> TO DO: The output should consist solely of the lines running from the one that contains "of the person" through the end of the records below, copied exactly.

* * * *

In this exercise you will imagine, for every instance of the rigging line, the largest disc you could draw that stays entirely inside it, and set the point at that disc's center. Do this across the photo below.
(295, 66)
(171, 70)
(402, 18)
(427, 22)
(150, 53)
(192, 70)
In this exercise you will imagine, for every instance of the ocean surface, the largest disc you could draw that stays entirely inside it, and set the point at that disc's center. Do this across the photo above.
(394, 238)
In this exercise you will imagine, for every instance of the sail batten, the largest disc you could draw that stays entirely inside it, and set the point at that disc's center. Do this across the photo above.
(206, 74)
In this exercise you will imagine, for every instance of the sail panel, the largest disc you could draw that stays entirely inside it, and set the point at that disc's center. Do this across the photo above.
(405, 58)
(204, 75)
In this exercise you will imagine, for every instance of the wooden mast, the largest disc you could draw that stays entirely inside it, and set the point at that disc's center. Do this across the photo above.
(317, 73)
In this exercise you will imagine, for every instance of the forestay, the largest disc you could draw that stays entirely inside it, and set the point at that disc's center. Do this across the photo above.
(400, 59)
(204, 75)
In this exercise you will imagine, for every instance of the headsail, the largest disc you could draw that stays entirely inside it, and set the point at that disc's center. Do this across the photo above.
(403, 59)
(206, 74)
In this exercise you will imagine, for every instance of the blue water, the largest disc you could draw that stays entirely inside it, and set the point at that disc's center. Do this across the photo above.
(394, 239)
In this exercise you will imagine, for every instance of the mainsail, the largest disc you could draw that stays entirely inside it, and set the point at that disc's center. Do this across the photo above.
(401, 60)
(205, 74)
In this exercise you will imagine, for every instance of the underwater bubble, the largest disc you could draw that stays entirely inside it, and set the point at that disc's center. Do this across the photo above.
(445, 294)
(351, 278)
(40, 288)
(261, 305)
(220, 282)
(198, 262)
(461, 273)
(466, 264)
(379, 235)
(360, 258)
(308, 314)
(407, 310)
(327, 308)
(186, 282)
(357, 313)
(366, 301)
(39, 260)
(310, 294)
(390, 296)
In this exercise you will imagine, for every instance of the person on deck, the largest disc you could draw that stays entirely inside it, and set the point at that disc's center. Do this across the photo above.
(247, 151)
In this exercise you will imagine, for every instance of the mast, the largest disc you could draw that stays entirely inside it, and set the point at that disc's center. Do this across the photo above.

* * * *

> EXERCISE SOLUTION:
In this exercise you will imagine, for every instance of the person on deck, the largest disc you could draw that stays entirely inside it, and set the point at that disc's center. Do this across the photo above.
(247, 151)
In this exercise you will imagine, for every instance of the mast, the largest disc you could draw that stays entirely inside it, and set the point at that disc's center. Do this across the photo above.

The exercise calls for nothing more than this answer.